- About this exercise
Find the line holding "positive clicks: (134, 111)" in the entries below. Give it again exactly, along with every line after it up to and including the line holding "box: [364, 158, 464, 260]".

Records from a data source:
□ □ □ □

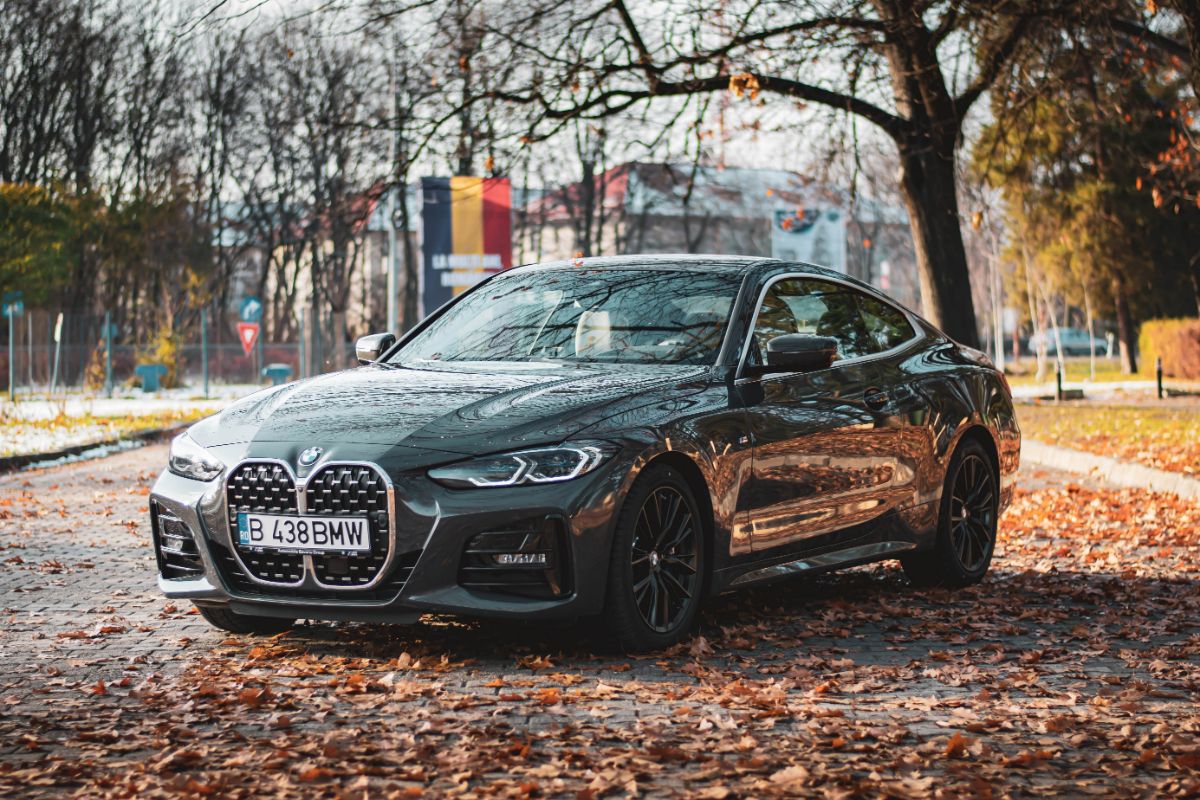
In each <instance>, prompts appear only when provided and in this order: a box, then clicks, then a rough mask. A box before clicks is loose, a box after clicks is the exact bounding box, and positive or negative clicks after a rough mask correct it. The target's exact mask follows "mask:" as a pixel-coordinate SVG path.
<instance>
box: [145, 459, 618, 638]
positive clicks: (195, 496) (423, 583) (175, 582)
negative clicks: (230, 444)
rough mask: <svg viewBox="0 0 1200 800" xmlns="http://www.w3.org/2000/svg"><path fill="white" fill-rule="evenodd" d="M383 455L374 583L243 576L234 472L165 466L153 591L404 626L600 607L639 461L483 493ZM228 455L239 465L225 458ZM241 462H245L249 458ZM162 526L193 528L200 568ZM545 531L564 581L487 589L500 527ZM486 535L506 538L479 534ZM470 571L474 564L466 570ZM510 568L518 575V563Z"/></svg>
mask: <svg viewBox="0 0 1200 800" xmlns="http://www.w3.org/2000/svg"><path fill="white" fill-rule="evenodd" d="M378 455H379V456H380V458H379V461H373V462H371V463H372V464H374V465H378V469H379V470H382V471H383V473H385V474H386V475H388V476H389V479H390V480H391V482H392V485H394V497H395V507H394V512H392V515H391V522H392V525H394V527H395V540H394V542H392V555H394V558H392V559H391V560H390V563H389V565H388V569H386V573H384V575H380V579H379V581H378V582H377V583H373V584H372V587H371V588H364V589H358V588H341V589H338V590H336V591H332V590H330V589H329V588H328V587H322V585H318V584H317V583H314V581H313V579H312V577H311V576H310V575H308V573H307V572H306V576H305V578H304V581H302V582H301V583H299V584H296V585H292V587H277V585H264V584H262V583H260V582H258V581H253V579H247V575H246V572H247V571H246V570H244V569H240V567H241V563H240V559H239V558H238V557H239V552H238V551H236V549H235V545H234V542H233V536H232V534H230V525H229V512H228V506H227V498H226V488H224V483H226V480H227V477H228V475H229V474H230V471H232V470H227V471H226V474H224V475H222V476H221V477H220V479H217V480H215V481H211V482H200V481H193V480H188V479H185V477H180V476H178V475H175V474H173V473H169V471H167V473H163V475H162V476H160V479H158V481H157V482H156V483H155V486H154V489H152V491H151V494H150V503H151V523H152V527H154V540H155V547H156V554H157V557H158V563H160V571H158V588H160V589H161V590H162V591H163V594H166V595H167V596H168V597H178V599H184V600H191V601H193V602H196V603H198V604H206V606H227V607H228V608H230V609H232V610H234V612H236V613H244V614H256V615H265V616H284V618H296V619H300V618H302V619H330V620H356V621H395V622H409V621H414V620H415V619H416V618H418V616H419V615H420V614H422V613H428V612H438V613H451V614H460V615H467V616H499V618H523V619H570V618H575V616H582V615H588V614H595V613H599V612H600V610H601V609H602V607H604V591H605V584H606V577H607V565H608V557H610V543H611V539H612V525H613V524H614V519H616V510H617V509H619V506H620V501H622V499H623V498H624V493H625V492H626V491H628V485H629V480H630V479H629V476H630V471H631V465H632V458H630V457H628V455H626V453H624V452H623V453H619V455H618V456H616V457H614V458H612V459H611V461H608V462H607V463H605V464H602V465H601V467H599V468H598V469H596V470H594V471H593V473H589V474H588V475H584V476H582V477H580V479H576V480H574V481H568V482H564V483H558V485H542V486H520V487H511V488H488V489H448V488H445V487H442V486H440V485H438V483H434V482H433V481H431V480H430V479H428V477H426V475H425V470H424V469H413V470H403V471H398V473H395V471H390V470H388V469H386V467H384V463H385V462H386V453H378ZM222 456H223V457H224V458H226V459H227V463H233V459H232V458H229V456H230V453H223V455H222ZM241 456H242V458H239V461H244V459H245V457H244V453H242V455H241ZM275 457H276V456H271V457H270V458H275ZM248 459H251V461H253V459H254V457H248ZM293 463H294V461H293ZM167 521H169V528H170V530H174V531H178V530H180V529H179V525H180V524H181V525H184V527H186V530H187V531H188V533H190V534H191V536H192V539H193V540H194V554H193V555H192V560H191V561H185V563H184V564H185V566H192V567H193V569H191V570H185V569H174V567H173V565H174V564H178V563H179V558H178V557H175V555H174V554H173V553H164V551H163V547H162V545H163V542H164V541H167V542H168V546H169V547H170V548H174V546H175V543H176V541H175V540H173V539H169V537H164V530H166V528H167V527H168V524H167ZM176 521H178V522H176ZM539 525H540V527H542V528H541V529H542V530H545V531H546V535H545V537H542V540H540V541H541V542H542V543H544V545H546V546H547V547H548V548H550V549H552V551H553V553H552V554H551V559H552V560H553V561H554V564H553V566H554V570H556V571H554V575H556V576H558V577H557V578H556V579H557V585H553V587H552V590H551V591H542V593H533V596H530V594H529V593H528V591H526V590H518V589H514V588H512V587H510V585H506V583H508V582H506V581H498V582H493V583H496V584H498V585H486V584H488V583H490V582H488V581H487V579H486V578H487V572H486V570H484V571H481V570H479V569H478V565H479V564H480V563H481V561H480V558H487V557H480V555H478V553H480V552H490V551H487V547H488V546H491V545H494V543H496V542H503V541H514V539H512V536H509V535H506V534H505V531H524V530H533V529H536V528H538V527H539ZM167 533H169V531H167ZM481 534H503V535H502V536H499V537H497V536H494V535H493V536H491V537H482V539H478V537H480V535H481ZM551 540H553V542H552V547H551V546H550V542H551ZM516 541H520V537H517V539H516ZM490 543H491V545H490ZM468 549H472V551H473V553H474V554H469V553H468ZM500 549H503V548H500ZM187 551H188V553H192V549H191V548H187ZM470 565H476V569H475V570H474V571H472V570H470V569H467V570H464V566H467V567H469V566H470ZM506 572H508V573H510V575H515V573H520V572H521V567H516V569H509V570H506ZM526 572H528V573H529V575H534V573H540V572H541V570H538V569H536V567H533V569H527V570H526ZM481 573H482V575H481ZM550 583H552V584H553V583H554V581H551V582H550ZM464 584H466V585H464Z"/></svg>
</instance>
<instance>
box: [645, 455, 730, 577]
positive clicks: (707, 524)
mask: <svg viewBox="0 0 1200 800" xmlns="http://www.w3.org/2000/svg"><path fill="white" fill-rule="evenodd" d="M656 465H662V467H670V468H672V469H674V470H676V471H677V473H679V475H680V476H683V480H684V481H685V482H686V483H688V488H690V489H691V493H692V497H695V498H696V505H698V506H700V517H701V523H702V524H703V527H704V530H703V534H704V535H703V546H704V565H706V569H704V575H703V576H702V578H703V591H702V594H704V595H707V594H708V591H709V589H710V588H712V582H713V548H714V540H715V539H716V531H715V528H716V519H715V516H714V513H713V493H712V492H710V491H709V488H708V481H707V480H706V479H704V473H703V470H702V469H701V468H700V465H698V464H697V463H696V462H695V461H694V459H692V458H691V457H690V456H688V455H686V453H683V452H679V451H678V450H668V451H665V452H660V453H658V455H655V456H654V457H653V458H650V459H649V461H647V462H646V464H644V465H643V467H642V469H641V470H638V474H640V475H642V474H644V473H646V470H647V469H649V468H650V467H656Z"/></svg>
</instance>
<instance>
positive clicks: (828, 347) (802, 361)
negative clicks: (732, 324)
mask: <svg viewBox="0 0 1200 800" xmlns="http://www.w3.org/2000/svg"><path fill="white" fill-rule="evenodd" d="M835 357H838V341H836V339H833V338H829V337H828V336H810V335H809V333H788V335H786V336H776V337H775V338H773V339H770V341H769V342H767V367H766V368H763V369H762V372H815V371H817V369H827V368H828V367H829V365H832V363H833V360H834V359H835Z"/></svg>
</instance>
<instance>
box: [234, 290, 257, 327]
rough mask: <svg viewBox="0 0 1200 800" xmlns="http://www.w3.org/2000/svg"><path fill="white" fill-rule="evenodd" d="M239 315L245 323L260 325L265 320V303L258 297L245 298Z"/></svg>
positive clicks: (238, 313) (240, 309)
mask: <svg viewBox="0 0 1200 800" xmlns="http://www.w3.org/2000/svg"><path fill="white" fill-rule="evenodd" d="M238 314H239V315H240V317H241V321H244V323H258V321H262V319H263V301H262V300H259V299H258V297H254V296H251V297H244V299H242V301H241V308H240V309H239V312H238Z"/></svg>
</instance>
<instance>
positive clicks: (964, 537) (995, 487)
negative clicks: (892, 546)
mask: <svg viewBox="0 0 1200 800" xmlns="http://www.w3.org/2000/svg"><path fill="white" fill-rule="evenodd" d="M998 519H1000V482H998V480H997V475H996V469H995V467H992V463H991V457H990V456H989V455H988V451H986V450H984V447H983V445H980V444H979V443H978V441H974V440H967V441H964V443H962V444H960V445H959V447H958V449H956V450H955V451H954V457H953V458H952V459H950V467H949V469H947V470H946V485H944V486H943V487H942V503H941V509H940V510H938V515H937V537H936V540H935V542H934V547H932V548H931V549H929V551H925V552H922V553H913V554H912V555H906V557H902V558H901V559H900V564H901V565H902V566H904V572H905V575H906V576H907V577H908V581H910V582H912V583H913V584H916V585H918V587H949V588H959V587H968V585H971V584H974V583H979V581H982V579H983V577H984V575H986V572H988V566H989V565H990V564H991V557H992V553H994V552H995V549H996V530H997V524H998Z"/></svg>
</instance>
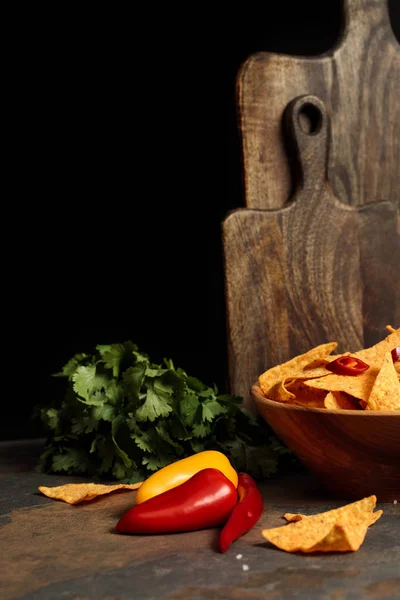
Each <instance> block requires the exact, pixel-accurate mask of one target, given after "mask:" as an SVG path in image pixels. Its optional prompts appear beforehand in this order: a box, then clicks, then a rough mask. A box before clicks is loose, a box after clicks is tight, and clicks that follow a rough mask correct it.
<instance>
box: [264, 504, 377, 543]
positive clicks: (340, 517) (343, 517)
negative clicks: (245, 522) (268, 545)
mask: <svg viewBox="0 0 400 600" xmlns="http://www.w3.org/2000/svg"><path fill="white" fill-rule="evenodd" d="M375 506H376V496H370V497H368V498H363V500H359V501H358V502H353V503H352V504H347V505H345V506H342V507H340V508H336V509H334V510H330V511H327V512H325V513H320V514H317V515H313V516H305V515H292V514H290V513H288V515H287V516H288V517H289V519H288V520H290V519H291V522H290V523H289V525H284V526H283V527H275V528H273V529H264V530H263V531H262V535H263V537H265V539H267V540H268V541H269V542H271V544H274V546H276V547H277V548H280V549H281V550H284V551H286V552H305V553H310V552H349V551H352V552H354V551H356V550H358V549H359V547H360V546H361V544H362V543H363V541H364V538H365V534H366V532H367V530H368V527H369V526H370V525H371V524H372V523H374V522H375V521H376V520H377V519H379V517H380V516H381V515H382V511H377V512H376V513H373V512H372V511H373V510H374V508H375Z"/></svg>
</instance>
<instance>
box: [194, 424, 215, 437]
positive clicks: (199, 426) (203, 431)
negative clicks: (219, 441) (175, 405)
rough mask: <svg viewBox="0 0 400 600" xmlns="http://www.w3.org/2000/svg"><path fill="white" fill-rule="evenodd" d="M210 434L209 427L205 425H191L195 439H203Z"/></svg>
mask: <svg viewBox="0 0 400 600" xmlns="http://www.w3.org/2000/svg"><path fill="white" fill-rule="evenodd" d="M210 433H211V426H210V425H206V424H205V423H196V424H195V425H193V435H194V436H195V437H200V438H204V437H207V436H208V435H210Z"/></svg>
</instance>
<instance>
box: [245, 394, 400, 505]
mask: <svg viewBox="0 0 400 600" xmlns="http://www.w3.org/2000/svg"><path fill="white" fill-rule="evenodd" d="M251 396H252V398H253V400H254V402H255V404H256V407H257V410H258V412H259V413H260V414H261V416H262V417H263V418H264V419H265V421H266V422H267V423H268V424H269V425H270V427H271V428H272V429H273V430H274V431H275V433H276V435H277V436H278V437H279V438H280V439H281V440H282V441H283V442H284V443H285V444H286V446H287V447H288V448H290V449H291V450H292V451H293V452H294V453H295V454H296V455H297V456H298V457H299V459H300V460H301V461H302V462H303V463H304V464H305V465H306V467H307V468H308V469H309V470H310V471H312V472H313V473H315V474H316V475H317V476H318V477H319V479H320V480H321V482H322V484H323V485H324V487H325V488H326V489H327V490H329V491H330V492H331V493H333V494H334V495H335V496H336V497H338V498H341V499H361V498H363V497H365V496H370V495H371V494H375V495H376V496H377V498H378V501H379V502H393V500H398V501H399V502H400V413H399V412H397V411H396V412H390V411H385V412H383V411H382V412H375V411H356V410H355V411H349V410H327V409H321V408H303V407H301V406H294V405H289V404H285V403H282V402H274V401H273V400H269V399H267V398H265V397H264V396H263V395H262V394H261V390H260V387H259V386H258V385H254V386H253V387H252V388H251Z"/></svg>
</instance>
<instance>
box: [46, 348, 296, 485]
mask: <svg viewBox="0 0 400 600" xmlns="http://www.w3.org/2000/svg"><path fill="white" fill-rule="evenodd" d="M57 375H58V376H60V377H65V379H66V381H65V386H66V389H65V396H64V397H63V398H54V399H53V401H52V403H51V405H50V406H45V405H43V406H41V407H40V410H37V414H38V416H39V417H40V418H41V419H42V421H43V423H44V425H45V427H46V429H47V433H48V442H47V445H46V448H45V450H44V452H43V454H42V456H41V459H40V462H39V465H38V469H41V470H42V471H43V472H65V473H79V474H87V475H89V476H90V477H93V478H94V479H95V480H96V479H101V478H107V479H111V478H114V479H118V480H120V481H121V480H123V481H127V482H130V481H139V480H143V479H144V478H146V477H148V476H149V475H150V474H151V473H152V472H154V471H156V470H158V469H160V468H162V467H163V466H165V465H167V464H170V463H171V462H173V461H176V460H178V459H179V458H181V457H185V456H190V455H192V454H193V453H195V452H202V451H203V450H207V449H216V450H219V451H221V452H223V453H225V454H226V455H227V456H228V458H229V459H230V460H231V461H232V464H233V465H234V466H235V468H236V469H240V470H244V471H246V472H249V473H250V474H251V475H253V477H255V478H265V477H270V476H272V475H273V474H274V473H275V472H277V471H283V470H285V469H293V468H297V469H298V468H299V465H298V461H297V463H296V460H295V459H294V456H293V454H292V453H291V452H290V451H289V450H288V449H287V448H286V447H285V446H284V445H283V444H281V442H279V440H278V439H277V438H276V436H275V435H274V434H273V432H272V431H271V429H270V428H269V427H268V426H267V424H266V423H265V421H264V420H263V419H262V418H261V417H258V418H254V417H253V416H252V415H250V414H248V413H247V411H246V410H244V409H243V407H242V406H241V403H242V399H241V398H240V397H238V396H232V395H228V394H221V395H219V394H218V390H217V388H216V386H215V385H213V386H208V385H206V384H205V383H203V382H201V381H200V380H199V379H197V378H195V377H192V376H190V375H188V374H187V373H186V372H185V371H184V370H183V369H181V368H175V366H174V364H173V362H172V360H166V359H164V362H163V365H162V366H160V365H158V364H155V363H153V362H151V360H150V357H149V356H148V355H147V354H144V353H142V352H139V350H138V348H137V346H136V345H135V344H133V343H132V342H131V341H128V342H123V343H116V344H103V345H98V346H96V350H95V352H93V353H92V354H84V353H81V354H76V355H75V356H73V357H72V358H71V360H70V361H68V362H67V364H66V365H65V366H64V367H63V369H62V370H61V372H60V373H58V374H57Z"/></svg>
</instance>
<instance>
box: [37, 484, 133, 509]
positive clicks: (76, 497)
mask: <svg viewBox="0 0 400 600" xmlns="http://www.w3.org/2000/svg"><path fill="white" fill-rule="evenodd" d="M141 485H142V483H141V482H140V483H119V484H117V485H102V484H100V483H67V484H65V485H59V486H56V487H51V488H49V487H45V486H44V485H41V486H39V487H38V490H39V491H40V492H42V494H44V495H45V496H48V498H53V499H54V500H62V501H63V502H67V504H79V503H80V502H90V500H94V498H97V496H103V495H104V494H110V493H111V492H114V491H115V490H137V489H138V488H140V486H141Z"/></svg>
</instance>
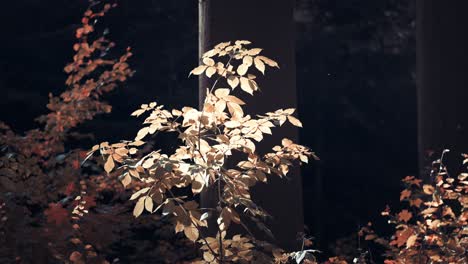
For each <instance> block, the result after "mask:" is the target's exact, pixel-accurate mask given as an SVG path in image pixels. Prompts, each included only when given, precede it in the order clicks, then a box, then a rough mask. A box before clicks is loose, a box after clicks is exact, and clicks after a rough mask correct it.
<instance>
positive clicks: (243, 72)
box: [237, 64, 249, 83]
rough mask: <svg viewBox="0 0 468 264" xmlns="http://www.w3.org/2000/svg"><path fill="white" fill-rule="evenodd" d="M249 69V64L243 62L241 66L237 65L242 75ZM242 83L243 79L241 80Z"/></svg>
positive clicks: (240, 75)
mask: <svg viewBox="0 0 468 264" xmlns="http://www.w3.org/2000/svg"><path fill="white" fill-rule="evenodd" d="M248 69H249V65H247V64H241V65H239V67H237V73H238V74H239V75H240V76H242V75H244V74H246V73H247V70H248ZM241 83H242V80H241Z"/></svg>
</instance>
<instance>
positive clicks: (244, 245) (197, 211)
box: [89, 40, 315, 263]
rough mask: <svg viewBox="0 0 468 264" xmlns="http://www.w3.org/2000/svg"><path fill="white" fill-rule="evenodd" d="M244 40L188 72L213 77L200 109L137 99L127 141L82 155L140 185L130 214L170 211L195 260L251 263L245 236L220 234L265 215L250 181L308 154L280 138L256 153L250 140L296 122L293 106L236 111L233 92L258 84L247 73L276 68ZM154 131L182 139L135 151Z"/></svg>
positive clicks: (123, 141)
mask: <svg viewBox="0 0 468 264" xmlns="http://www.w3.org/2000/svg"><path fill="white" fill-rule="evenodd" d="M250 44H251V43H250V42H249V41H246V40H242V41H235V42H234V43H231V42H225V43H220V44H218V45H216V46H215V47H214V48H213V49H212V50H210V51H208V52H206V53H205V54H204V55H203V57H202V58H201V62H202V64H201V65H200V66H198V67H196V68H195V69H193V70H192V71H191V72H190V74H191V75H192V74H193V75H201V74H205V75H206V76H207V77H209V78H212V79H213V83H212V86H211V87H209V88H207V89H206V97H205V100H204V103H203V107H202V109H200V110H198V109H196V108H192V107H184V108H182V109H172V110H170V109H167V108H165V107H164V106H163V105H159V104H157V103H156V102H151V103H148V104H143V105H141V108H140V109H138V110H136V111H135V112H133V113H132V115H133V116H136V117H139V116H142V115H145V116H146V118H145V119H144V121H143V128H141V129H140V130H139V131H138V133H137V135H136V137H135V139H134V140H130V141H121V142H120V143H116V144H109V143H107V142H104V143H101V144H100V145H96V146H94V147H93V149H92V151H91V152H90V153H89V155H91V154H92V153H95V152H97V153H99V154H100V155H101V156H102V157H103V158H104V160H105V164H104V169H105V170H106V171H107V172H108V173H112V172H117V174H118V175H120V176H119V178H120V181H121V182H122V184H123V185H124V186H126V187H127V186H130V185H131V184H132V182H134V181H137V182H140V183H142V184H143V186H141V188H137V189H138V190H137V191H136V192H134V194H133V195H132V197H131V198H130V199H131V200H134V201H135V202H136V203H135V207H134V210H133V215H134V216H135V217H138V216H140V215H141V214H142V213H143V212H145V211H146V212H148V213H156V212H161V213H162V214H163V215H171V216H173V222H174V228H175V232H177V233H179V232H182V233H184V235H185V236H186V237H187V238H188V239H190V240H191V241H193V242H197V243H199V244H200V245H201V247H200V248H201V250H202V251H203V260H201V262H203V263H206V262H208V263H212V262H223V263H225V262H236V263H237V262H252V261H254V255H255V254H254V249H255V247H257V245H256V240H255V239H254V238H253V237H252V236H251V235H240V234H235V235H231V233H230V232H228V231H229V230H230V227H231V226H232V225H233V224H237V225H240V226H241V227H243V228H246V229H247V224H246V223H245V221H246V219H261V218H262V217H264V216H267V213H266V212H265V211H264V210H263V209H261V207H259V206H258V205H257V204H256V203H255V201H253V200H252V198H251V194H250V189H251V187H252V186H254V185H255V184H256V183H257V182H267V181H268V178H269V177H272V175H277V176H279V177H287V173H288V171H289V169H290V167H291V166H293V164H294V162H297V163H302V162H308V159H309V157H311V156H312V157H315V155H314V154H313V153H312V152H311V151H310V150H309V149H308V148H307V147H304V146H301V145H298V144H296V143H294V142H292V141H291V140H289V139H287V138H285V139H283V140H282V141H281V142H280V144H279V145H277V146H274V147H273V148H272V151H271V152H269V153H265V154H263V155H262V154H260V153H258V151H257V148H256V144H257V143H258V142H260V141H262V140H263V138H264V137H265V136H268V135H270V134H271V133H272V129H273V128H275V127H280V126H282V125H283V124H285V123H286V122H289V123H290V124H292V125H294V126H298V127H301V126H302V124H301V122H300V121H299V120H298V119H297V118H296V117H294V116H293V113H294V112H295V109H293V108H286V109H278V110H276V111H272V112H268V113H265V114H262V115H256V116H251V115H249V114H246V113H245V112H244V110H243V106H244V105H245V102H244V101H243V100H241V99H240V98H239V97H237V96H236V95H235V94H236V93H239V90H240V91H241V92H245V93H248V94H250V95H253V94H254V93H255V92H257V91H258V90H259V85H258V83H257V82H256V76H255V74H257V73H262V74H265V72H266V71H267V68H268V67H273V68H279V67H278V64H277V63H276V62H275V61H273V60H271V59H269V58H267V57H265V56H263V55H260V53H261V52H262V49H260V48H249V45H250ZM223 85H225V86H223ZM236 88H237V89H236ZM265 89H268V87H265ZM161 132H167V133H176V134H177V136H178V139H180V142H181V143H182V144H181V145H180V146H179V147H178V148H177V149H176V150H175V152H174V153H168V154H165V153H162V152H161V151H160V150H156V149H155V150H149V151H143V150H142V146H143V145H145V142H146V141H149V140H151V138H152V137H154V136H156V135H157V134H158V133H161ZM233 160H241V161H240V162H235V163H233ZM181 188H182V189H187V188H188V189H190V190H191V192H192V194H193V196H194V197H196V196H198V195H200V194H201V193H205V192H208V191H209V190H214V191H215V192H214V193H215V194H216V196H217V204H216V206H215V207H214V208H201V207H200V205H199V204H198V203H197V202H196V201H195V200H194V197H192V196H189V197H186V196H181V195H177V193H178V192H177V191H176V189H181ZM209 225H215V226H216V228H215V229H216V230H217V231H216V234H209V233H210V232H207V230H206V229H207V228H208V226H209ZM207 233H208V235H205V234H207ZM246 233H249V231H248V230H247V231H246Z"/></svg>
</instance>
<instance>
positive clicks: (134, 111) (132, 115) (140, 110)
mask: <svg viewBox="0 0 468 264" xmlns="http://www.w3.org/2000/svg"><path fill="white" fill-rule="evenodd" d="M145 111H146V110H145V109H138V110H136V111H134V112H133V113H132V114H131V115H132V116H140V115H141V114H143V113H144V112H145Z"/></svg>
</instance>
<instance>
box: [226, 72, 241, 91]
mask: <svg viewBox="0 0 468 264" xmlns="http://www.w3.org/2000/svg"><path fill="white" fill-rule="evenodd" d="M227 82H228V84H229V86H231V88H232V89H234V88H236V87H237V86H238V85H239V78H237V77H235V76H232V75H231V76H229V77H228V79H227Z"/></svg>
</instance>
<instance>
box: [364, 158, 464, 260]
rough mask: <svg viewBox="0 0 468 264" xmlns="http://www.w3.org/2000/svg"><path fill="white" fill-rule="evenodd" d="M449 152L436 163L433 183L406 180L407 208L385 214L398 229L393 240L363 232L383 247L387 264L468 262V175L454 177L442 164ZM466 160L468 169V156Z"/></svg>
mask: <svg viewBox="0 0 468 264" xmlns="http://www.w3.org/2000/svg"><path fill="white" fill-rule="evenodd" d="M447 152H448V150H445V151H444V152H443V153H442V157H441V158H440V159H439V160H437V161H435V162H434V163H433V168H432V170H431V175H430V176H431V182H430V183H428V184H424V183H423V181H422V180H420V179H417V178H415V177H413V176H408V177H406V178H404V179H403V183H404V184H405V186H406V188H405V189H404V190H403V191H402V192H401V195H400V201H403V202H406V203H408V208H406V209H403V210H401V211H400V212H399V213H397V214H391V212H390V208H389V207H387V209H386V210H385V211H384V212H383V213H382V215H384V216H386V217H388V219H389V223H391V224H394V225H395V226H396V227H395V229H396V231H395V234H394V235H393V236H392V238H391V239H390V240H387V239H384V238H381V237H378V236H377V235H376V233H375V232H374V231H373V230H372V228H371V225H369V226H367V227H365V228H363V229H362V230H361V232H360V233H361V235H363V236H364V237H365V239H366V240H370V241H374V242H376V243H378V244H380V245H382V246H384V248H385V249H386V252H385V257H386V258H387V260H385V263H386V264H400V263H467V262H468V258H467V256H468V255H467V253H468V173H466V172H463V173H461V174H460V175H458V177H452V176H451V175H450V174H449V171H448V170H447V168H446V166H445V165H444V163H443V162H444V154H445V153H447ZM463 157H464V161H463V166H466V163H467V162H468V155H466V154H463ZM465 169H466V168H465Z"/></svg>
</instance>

□ □ □ □

- Answer to the exercise
positive clicks: (134, 111) (132, 115) (140, 110)
mask: <svg viewBox="0 0 468 264" xmlns="http://www.w3.org/2000/svg"><path fill="white" fill-rule="evenodd" d="M145 111H146V110H145V109H138V110H136V111H134V112H133V113H132V114H131V115H132V116H140V115H141V114H143V113H144V112H145Z"/></svg>
</instance>
<instance>
box: [226, 72, 241, 91]
mask: <svg viewBox="0 0 468 264" xmlns="http://www.w3.org/2000/svg"><path fill="white" fill-rule="evenodd" d="M227 82H228V84H229V86H231V88H232V89H234V88H236V87H237V86H238V85H239V78H237V77H235V76H232V75H231V76H229V77H228V79H227Z"/></svg>
</instance>
<instance>
box: [364, 158, 464, 260]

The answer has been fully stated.